__Activity__: Please write out all the data exactly as shown.

__Data shown__:
────────────────────

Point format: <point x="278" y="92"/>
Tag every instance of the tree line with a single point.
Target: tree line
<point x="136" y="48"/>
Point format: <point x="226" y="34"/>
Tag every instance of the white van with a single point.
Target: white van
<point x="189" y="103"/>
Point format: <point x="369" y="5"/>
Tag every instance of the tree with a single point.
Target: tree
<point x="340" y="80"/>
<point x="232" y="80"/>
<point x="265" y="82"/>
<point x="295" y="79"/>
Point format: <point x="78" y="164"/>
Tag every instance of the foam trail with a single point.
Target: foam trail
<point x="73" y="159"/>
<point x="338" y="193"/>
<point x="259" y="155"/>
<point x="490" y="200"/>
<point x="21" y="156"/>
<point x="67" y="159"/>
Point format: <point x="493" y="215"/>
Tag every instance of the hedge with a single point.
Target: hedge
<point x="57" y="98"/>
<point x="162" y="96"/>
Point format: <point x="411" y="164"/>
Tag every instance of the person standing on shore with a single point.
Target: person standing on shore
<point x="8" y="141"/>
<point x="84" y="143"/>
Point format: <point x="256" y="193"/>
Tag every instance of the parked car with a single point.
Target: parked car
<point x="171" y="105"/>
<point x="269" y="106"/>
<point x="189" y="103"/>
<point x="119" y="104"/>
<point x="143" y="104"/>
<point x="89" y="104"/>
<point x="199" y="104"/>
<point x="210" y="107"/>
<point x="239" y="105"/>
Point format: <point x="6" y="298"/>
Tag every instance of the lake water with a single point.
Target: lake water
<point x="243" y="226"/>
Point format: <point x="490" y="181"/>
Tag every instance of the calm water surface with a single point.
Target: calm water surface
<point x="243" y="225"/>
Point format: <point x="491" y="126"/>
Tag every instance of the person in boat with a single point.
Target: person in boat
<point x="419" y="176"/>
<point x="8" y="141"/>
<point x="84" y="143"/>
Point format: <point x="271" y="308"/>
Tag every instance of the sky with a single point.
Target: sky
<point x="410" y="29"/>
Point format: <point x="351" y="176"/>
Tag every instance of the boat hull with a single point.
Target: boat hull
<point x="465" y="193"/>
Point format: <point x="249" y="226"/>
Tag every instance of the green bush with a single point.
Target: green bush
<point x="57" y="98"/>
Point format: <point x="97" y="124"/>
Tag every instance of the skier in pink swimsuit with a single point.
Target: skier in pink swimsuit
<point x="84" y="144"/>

────────────────────

__Exercise solution__:
Point format: <point x="278" y="92"/>
Tag every instance of the tree line with a single point.
Target: tree line
<point x="136" y="48"/>
Point format: <point x="226" y="34"/>
Tag every instance of the white van with a single point.
Target: white van
<point x="189" y="103"/>
Point format: <point x="369" y="5"/>
Tag every instance of the tree with a single point.
Target: tree
<point x="340" y="80"/>
<point x="232" y="80"/>
<point x="265" y="82"/>
<point x="295" y="79"/>
Point format: <point x="78" y="164"/>
Tag every instance of the foam trail with a single point.
Target: foam trail
<point x="73" y="159"/>
<point x="338" y="193"/>
<point x="259" y="155"/>
<point x="490" y="200"/>
<point x="21" y="156"/>
<point x="67" y="159"/>
Point format: <point x="493" y="215"/>
Tag every instance of the hedge with a single point.
Target: hedge
<point x="57" y="98"/>
<point x="162" y="96"/>
Point format: <point x="411" y="164"/>
Tag every instance of the person standing on shore with a single point.
Target: person standing on shore
<point x="8" y="141"/>
<point x="84" y="143"/>
Point format: <point x="256" y="193"/>
Tag every instance of the parked car with a single point.
Target: parked car
<point x="171" y="105"/>
<point x="269" y="106"/>
<point x="189" y="103"/>
<point x="119" y="104"/>
<point x="143" y="104"/>
<point x="89" y="104"/>
<point x="199" y="104"/>
<point x="210" y="107"/>
<point x="239" y="105"/>
Point format: <point x="6" y="298"/>
Tag every instance of the lake water with a single point.
Target: lake water
<point x="243" y="226"/>
Point format: <point x="490" y="181"/>
Tag every instance of the calm water surface with a single point.
Target: calm water surface
<point x="243" y="225"/>
Point format: <point x="491" y="126"/>
Tag every instance of the person in boat with a single point.
Target: person in boat
<point x="419" y="176"/>
<point x="8" y="141"/>
<point x="84" y="143"/>
Point format: <point x="271" y="308"/>
Tag every instance of the sky with a single point.
Target: sky
<point x="410" y="29"/>
Point format: <point x="351" y="176"/>
Tag every instance of the boat hull with a single point.
Target: boat hull
<point x="465" y="193"/>
Point format: <point x="249" y="226"/>
Tag every instance of the green bush with a single point.
Target: green bush
<point x="57" y="98"/>
Point format: <point x="97" y="124"/>
Tag every instance of the skier in pink swimsuit with a single point.
Target: skier in pink swimsuit
<point x="84" y="144"/>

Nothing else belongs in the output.